- [Task]: Print all of the lines exactly. Any picture among them stays out.

- [Records for this exercise]:
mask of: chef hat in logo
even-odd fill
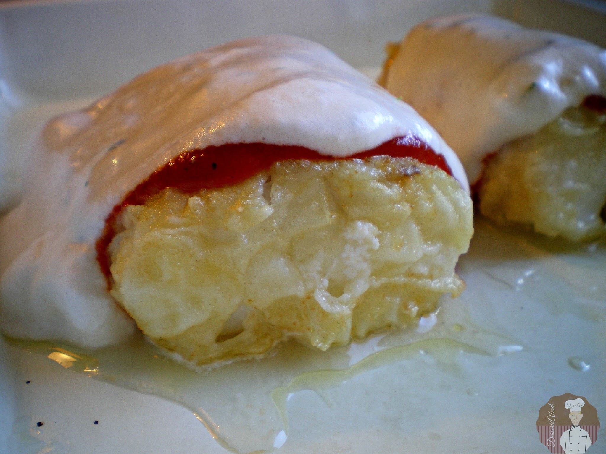
[[[571,412],[580,412],[581,407],[585,405],[582,399],[571,399],[564,403],[564,406]]]

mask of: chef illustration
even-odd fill
[[[562,434],[560,446],[567,454],[584,453],[591,446],[589,433],[581,428],[581,419],[583,413],[581,409],[585,405],[582,399],[571,399],[564,403],[564,406],[570,410],[568,418],[572,422],[572,427]]]

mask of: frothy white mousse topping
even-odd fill
[[[385,85],[436,128],[473,183],[487,153],[606,95],[606,50],[498,18],[451,16],[408,33]]]
[[[182,152],[263,142],[347,157],[407,134],[444,156],[468,190],[433,128],[315,43],[245,39],[153,69],[41,131],[22,200],[0,223],[0,327],[92,347],[132,333],[107,291],[95,243],[113,208]]]

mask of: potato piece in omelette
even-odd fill
[[[52,120],[32,156],[0,224],[8,335],[97,347],[136,324],[203,366],[288,338],[347,344],[464,286],[461,163],[409,106],[304,39],[159,67]]]
[[[196,364],[286,337],[325,350],[405,326],[458,294],[470,199],[410,158],[276,162],[233,186],[165,189],[121,215],[112,294]]]
[[[606,50],[465,15],[386,51],[379,82],[452,146],[483,214],[573,241],[606,234]]]

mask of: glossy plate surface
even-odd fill
[[[371,74],[382,58],[383,42],[399,39],[419,20],[491,7],[488,2],[357,1],[345,7],[316,1],[308,10],[302,7],[299,16],[313,16],[313,7],[323,12],[324,22],[305,28],[311,22],[299,22],[286,7],[270,3],[259,2],[249,12],[255,25],[244,31],[234,25],[213,34],[210,18],[201,18],[210,27],[205,35],[182,29],[191,23],[184,19],[187,12],[207,11],[204,2],[176,2],[176,13],[153,2],[0,10],[4,35],[13,27],[18,35],[28,36],[21,49],[7,39],[0,51],[8,62],[0,104],[2,166],[18,169],[28,137],[52,115],[84,105],[137,72],[216,40],[276,31],[298,34],[331,46]],[[531,12],[538,3],[516,4]],[[516,4],[502,3],[500,12],[513,12]],[[565,7],[552,5],[554,28]],[[590,27],[598,12],[579,8],[575,13],[588,15]],[[228,16],[219,7],[211,12]],[[44,13],[54,15],[71,34],[53,32],[44,21],[36,31],[32,24]],[[83,19],[93,13],[96,21]],[[141,14],[148,24],[164,28],[146,31],[152,43],[147,45],[156,47],[139,43],[136,53],[148,58],[133,60],[135,45],[112,47],[112,40],[140,32]],[[399,22],[385,19],[395,15]],[[135,24],[128,33],[121,28],[125,17]],[[70,25],[78,20],[88,31]],[[167,38],[158,47],[171,21],[180,38]],[[379,23],[387,25],[376,31]],[[348,28],[356,24],[364,36]],[[105,66],[78,57],[83,51],[78,41],[90,50],[95,38],[97,64],[105,59]],[[45,40],[54,47],[45,51]],[[187,45],[179,47],[182,42]],[[52,58],[44,56],[48,53]],[[74,63],[76,57],[82,64]],[[72,68],[68,77],[63,74],[69,89],[59,83],[59,61]],[[38,72],[19,76],[16,71],[28,68]],[[108,80],[100,77],[104,73],[111,76]],[[0,342],[0,453],[211,453],[273,446],[287,454],[547,452],[534,424],[551,396],[584,396],[606,418],[606,243],[574,246],[499,231],[482,219],[476,219],[476,229],[458,267],[467,284],[459,298],[444,298],[436,317],[423,319],[419,327],[325,354],[288,345],[271,358],[200,375],[164,359],[140,339],[129,348],[94,353],[55,344]],[[604,429],[592,448],[601,449],[606,450]]]

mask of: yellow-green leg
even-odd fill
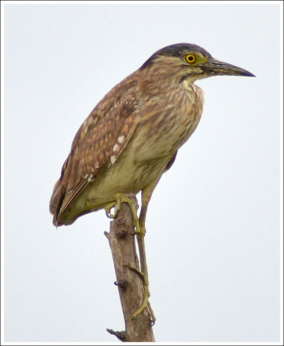
[[[155,186],[156,186],[156,184],[157,183],[155,184]],[[154,186],[154,187],[155,186]],[[141,210],[139,219],[137,215],[135,202],[122,193],[118,193],[115,195],[115,197],[116,199],[116,203],[114,202],[113,203],[111,203],[105,207],[107,216],[108,217],[113,218],[116,217],[116,216],[117,215],[117,213],[120,210],[122,203],[123,202],[126,202],[129,206],[129,208],[132,215],[133,225],[135,227],[135,234],[136,235],[139,253],[140,270],[139,270],[137,268],[135,267],[130,266],[129,266],[129,268],[131,270],[135,271],[138,275],[139,275],[139,276],[140,276],[142,280],[144,290],[144,298],[142,305],[140,308],[134,312],[132,315],[132,317],[135,318],[144,309],[147,308],[148,311],[148,314],[150,316],[151,323],[152,325],[154,324],[156,321],[156,318],[148,301],[150,294],[149,289],[149,280],[144,237],[146,234],[145,219],[147,210],[153,189],[153,186],[151,185],[142,191]],[[114,207],[115,207],[115,210],[114,214],[112,215],[110,213],[110,211],[111,209]]]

- [The response]:
mask of: chef hat in logo
even-odd fill
[[[571,412],[580,412],[581,407],[585,405],[582,399],[571,399],[564,403],[564,406]]]

mask of: chef illustration
even-odd fill
[[[562,434],[560,446],[567,454],[584,453],[591,446],[589,433],[581,428],[581,419],[583,413],[581,409],[585,405],[582,399],[571,399],[564,403],[564,406],[570,410],[568,418],[572,422],[572,427]]]

mask of: frothy white mousse topping
even-odd fill
[[[385,85],[436,128],[473,183],[487,153],[606,95],[606,50],[498,18],[451,16],[408,33]]]
[[[182,152],[263,142],[347,157],[407,134],[444,156],[468,190],[433,128],[315,43],[245,39],[153,69],[41,131],[22,200],[0,223],[0,327],[92,347],[132,333],[107,291],[95,243],[113,208]]]

mask of: potato piece in omelette
even-odd fill
[[[52,120],[32,156],[0,224],[8,335],[97,347],[136,324],[203,366],[288,338],[347,344],[464,286],[461,163],[409,106],[304,39],[159,67]]]
[[[196,364],[286,337],[325,350],[405,326],[458,294],[470,199],[410,158],[276,162],[233,186],[165,189],[121,215],[112,294]]]
[[[606,50],[465,15],[386,51],[379,82],[452,146],[483,214],[573,241],[606,234]]]

mask of: glossy plate surface
even-odd fill
[[[371,74],[382,58],[383,42],[399,39],[419,20],[491,7],[488,2],[357,1],[345,7],[316,1],[308,10],[302,7],[299,16],[313,16],[313,7],[323,12],[324,22],[305,28],[311,22],[299,22],[286,7],[270,3],[259,2],[249,12],[255,25],[244,31],[234,25],[213,34],[210,18],[201,18],[210,27],[205,35],[182,29],[191,23],[184,19],[187,12],[207,11],[204,2],[176,2],[176,13],[153,2],[0,10],[4,35],[13,27],[18,35],[28,36],[21,49],[7,39],[0,51],[8,62],[0,104],[2,166],[18,169],[28,137],[52,115],[84,105],[137,72],[216,40],[276,31],[298,34],[331,46]],[[531,12],[538,3],[516,4]],[[516,4],[502,3],[500,12],[513,12]],[[565,7],[552,5],[554,28]],[[590,27],[598,12],[579,8],[575,13],[588,15]],[[228,16],[219,7],[211,12]],[[44,13],[54,15],[71,34],[53,32],[44,21],[36,31],[32,24]],[[83,19],[93,13],[96,21]],[[141,14],[148,24],[164,28],[146,31],[152,43],[147,45],[156,47],[139,43],[136,53],[148,58],[133,60],[135,45],[112,47],[112,40],[140,32]],[[399,22],[385,19],[395,15]],[[135,24],[128,33],[121,28],[125,17]],[[70,25],[78,20],[88,31]],[[167,38],[158,47],[171,21],[180,38]],[[379,23],[387,25],[376,31]],[[348,28],[356,24],[364,36]],[[105,66],[78,57],[83,51],[78,41],[90,50],[95,38],[97,64],[105,59]],[[45,40],[54,47],[45,51]],[[187,45],[179,47],[182,42]],[[52,58],[44,56],[48,53]],[[74,63],[76,57],[82,64]],[[72,68],[68,77],[63,74],[69,89],[59,83],[59,61]],[[38,72],[19,76],[16,71],[28,68]],[[108,80],[100,77],[104,73],[111,76]],[[0,342],[0,453],[211,453],[273,446],[287,454],[547,452],[534,424],[551,396],[584,396],[606,418],[606,243],[574,246],[499,231],[482,219],[476,219],[476,229],[458,267],[467,284],[459,298],[444,298],[436,317],[423,319],[419,327],[325,354],[288,345],[271,358],[200,375],[164,359],[140,339],[129,348],[94,353],[55,344]],[[604,429],[592,448],[601,449],[606,450]]]

mask of: yellow-green leg
even-odd fill
[[[155,186],[156,186],[156,184],[157,183],[155,184]],[[154,186],[154,187],[155,186]],[[141,210],[139,219],[137,215],[135,202],[122,193],[118,193],[115,195],[115,197],[116,199],[116,203],[114,202],[113,203],[111,203],[105,207],[107,216],[108,217],[113,218],[116,217],[116,216],[117,215],[117,213],[120,210],[122,203],[123,202],[126,202],[129,206],[129,208],[132,215],[133,225],[135,227],[135,234],[136,235],[139,253],[140,270],[139,270],[137,268],[135,267],[130,266],[129,266],[129,268],[131,270],[135,271],[138,275],[139,275],[139,276],[140,276],[142,280],[144,290],[144,298],[142,305],[140,308],[134,312],[132,315],[132,317],[135,318],[144,309],[147,308],[148,311],[148,314],[150,316],[151,323],[152,325],[154,324],[156,321],[156,318],[148,301],[150,294],[149,289],[149,280],[144,237],[146,234],[145,219],[147,210],[153,189],[153,186],[151,185],[142,191]],[[114,207],[115,207],[115,210],[114,214],[112,215],[110,213],[110,211],[111,209]]]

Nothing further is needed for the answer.